• WHAT IS NEEDED: Would you return every entry below exactly as written, without its images?

==== GIVEN ENTRIES

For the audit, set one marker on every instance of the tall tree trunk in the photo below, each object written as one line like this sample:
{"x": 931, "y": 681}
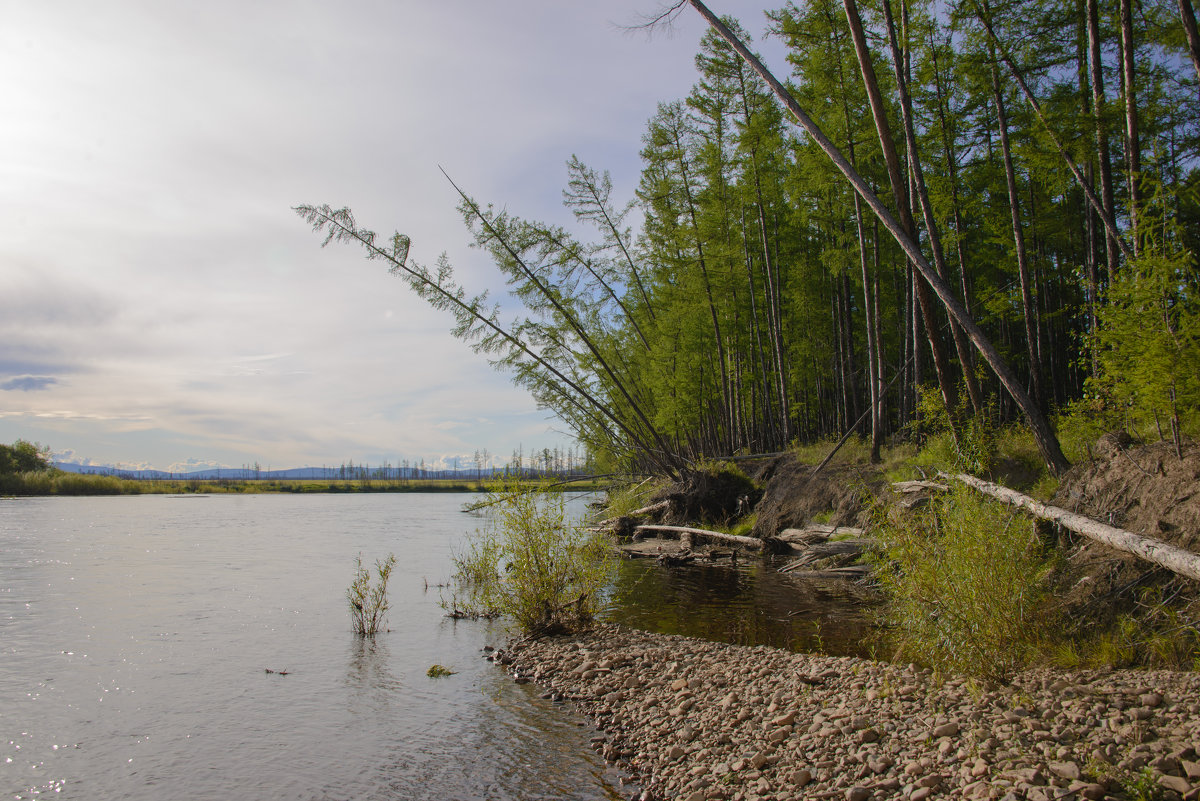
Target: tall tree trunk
{"x": 703, "y": 270}
{"x": 1103, "y": 155}
{"x": 952, "y": 168}
{"x": 1189, "y": 30}
{"x": 927, "y": 209}
{"x": 900, "y": 193}
{"x": 1133, "y": 137}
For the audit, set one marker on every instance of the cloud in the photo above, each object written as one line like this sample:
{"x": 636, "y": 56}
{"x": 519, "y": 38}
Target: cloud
{"x": 153, "y": 263}
{"x": 29, "y": 383}
{"x": 193, "y": 465}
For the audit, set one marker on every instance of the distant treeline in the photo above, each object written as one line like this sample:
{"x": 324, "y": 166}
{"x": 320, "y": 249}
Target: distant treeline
{"x": 1020, "y": 241}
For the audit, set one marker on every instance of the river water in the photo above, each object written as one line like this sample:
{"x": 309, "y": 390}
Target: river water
{"x": 138, "y": 637}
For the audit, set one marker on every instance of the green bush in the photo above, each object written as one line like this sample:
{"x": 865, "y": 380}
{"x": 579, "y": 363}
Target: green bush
{"x": 367, "y": 598}
{"x": 964, "y": 579}
{"x": 533, "y": 565}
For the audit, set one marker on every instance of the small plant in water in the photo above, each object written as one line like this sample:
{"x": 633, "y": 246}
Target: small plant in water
{"x": 532, "y": 565}
{"x": 367, "y": 597}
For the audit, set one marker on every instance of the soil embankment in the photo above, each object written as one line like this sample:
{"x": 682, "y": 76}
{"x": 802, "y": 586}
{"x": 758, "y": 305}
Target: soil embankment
{"x": 706, "y": 721}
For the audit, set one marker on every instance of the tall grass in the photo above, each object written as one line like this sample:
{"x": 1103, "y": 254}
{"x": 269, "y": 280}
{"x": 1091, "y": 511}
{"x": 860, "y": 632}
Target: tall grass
{"x": 965, "y": 585}
{"x": 369, "y": 597}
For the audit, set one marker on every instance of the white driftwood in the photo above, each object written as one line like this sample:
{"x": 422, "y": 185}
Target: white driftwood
{"x": 649, "y": 510}
{"x": 1177, "y": 560}
{"x": 703, "y": 534}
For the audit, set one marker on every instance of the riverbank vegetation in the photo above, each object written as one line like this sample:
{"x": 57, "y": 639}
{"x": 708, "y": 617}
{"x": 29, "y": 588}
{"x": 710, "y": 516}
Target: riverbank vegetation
{"x": 25, "y": 469}
{"x": 367, "y": 595}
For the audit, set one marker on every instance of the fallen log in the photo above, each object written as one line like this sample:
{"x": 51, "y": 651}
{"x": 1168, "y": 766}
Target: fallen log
{"x": 649, "y": 510}
{"x": 703, "y": 534}
{"x": 1175, "y": 559}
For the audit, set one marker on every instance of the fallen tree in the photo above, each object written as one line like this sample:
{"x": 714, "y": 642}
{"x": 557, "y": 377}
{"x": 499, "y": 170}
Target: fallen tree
{"x": 1177, "y": 560}
{"x": 687, "y": 535}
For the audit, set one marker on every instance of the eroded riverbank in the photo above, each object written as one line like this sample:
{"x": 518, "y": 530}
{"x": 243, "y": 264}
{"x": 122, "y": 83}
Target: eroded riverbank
{"x": 699, "y": 720}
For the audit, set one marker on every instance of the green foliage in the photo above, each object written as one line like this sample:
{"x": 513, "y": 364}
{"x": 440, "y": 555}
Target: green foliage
{"x": 367, "y": 596}
{"x": 623, "y": 500}
{"x": 964, "y": 585}
{"x": 1149, "y": 341}
{"x": 1153, "y": 634}
{"x": 533, "y": 565}
{"x": 24, "y": 457}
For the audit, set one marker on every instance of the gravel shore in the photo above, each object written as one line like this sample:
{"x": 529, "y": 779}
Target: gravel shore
{"x": 697, "y": 721}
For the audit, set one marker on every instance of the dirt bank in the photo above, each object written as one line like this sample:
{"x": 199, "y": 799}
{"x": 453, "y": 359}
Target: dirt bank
{"x": 706, "y": 721}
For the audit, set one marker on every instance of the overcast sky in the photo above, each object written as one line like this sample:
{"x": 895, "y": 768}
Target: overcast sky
{"x": 162, "y": 306}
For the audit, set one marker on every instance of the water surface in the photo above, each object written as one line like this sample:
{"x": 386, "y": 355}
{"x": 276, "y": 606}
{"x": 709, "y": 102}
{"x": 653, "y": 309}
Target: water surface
{"x": 137, "y": 634}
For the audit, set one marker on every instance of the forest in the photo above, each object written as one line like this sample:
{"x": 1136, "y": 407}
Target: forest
{"x": 958, "y": 215}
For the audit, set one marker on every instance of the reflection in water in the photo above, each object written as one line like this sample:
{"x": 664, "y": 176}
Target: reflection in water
{"x": 750, "y": 603}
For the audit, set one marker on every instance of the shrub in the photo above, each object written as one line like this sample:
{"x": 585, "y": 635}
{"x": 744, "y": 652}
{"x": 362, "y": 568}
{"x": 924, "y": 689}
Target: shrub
{"x": 965, "y": 584}
{"x": 367, "y": 598}
{"x": 533, "y": 565}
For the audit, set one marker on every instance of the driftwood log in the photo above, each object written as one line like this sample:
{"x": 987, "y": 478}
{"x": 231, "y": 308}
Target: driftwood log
{"x": 688, "y": 535}
{"x": 1175, "y": 559}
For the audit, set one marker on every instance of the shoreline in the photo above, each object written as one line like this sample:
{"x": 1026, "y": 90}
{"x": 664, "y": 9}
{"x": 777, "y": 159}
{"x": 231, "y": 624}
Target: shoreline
{"x": 709, "y": 721}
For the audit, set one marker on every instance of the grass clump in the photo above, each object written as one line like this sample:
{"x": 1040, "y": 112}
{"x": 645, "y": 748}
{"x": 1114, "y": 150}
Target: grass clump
{"x": 964, "y": 578}
{"x": 533, "y": 565}
{"x": 369, "y": 597}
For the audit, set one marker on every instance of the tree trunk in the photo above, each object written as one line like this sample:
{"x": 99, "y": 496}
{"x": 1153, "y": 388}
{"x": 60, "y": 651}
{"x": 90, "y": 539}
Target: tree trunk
{"x": 1189, "y": 30}
{"x": 1048, "y": 444}
{"x": 935, "y": 241}
{"x": 1102, "y": 136}
{"x": 1177, "y": 560}
{"x": 904, "y": 208}
{"x": 1023, "y": 262}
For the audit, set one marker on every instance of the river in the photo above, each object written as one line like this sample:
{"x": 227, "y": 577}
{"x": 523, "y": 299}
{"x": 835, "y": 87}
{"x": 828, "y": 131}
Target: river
{"x": 199, "y": 648}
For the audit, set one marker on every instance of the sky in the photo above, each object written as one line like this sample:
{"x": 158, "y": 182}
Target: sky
{"x": 161, "y": 305}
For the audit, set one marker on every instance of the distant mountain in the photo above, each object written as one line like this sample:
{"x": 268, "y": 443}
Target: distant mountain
{"x": 351, "y": 473}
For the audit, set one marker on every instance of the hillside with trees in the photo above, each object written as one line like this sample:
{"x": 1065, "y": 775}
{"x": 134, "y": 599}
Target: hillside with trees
{"x": 1020, "y": 246}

========

• ANSWER AREA:
For the audit, set one marker on every instance of the tall tree trunk in the photo below, each object written as one line like this sample:
{"x": 931, "y": 681}
Target: tall tree trunk
{"x": 703, "y": 270}
{"x": 1103, "y": 155}
{"x": 952, "y": 168}
{"x": 1189, "y": 30}
{"x": 927, "y": 209}
{"x": 900, "y": 193}
{"x": 1133, "y": 137}
For the audit, set one marker on every instance of the cloud in the photo above, each object written as one line like this sample:
{"x": 636, "y": 56}
{"x": 519, "y": 38}
Target: cloud
{"x": 153, "y": 263}
{"x": 29, "y": 383}
{"x": 193, "y": 465}
For the audit, set one marker on every instance of the distant treeline in the photo above, each object written as one line like this sample:
{"x": 324, "y": 166}
{"x": 320, "y": 249}
Target: distant treeline
{"x": 1020, "y": 241}
For the audit, set one marker on every instance of the river water in the photo above, each object written as one line like this sample:
{"x": 309, "y": 390}
Target: river water
{"x": 138, "y": 637}
For the audit, set one marker on every instance of the green bush in the photo above, each object written as one line like this sample:
{"x": 865, "y": 380}
{"x": 579, "y": 363}
Target: green bush
{"x": 367, "y": 598}
{"x": 964, "y": 579}
{"x": 533, "y": 565}
For the audit, set one marker on every instance of the small plant in water in the photo above, each object written as one line like this sample:
{"x": 633, "y": 246}
Target: small plant in water
{"x": 532, "y": 565}
{"x": 367, "y": 597}
For the audit, set one marker on every instance of the soil embankment in the photo above, each object written as one line like this sample:
{"x": 682, "y": 76}
{"x": 802, "y": 586}
{"x": 758, "y": 305}
Target: soil embankment
{"x": 706, "y": 721}
For the audit, set one marker on every instance of the tall grass in the photo above, each object written as one line like this sample:
{"x": 1103, "y": 254}
{"x": 269, "y": 280}
{"x": 1091, "y": 511}
{"x": 860, "y": 632}
Target: tall grass
{"x": 965, "y": 585}
{"x": 369, "y": 597}
For the audit, set one marker on every instance of the white driftwood in the photo above, each object written as one line like this sample:
{"x": 422, "y": 185}
Target: white driftwood
{"x": 649, "y": 510}
{"x": 1177, "y": 560}
{"x": 703, "y": 534}
For the audit, set one marker on every instance of the riverbank vegetation in the photo above, each object written as one line like this sample:
{"x": 57, "y": 639}
{"x": 708, "y": 617}
{"x": 29, "y": 588}
{"x": 710, "y": 516}
Target: riverbank vegetation
{"x": 25, "y": 469}
{"x": 367, "y": 595}
For the audit, set one marker on every instance of the fallen log in the photo above, each object written as one line like this sample:
{"x": 51, "y": 651}
{"x": 1168, "y": 766}
Target: fallen log
{"x": 649, "y": 510}
{"x": 703, "y": 534}
{"x": 1175, "y": 559}
For the audit, set one marker on every instance of the fallen tree in the photo above, each object written as one line like this sample:
{"x": 714, "y": 642}
{"x": 557, "y": 377}
{"x": 499, "y": 170}
Target: fallen tree
{"x": 1177, "y": 560}
{"x": 687, "y": 535}
For the audit, set one marker on every instance of the eroded riverbank in the photo above, each object written as one line like this sample:
{"x": 518, "y": 530}
{"x": 243, "y": 264}
{"x": 122, "y": 83}
Target: eroded riverbank
{"x": 699, "y": 720}
For the audit, set one marker on every instance of the green foliage in the photo above, each object written as one line like this sample:
{"x": 513, "y": 364}
{"x": 440, "y": 555}
Target: green foliage
{"x": 367, "y": 596}
{"x": 623, "y": 500}
{"x": 964, "y": 585}
{"x": 1149, "y": 341}
{"x": 1153, "y": 634}
{"x": 533, "y": 565}
{"x": 24, "y": 457}
For the audit, set one marker on every instance of the gravel shore in the photo above, each object written as one line like this sample:
{"x": 529, "y": 779}
Target: gravel shore
{"x": 697, "y": 721}
For the audit, set one marker on every instance of the dirt bank in the photo above, each object written as one line like this sample:
{"x": 199, "y": 799}
{"x": 453, "y": 359}
Target: dirt bank
{"x": 706, "y": 721}
For the audit, set one marker on every instance of the overcast sky in the photo above, each object written as one line like this sample:
{"x": 895, "y": 768}
Target: overcast sky
{"x": 162, "y": 306}
For the audit, set one marker on every instance of the water surface in the photo above, each object written as one line like this sample:
{"x": 386, "y": 355}
{"x": 276, "y": 606}
{"x": 709, "y": 102}
{"x": 653, "y": 309}
Target: water surface
{"x": 137, "y": 634}
For the audit, set one marker on every instance of the forest in the photo above, each object written as one line like this sample:
{"x": 1136, "y": 407}
Target: forest
{"x": 958, "y": 215}
For the audit, set one marker on every instance of the reflection in water in the photo above, each object written as one line like this sample:
{"x": 664, "y": 176}
Target: reflection in water
{"x": 750, "y": 603}
For the audit, set one marker on every instance of the shrub in the photo above, each object written as one line like this sample:
{"x": 585, "y": 635}
{"x": 744, "y": 652}
{"x": 362, "y": 568}
{"x": 924, "y": 689}
Target: shrub
{"x": 965, "y": 584}
{"x": 367, "y": 598}
{"x": 533, "y": 565}
For the audit, set one marker on every instance of the driftwood log in the photo above, each object written as one line like this sample:
{"x": 987, "y": 478}
{"x": 231, "y": 308}
Target: driftwood log
{"x": 688, "y": 535}
{"x": 1175, "y": 559}
For the audit, set one marker on every instance of the shoreline in the photo above, each object written as one line like this sample:
{"x": 1026, "y": 90}
{"x": 664, "y": 9}
{"x": 777, "y": 159}
{"x": 231, "y": 624}
Target: shoreline
{"x": 709, "y": 721}
For the audit, set one marker on every instance of the grass clump in the photo above, each object written as one line like this sample:
{"x": 1040, "y": 112}
{"x": 645, "y": 748}
{"x": 1114, "y": 150}
Target: grass clump
{"x": 964, "y": 578}
{"x": 533, "y": 565}
{"x": 369, "y": 597}
For the audit, set one marker on every instance of the tree trunk in the photo above, each object written as one line like this sample:
{"x": 99, "y": 496}
{"x": 1153, "y": 388}
{"x": 60, "y": 651}
{"x": 90, "y": 539}
Target: tree trunk
{"x": 1189, "y": 30}
{"x": 1048, "y": 444}
{"x": 935, "y": 241}
{"x": 1102, "y": 136}
{"x": 1177, "y": 560}
{"x": 904, "y": 208}
{"x": 1023, "y": 262}
For the audit, set one marker on every instance of the river in the photo above, each object written as one line like this sample:
{"x": 227, "y": 577}
{"x": 523, "y": 299}
{"x": 835, "y": 87}
{"x": 828, "y": 131}
Target: river
{"x": 199, "y": 648}
For the audit, set one marker on every instance of the sky in the photo above, each object written as one line like this sample:
{"x": 158, "y": 182}
Target: sky
{"x": 161, "y": 305}
For the audit, set one marker on every instance of the distant mountain in the photo above, each object written as one line like this sample:
{"x": 268, "y": 443}
Target: distant mountain
{"x": 351, "y": 473}
For the audit, set one marker on every instance of the hillside with trees in the photo above, each object written as one line like this sample:
{"x": 1065, "y": 775}
{"x": 134, "y": 599}
Target: hillside with trees
{"x": 1020, "y": 246}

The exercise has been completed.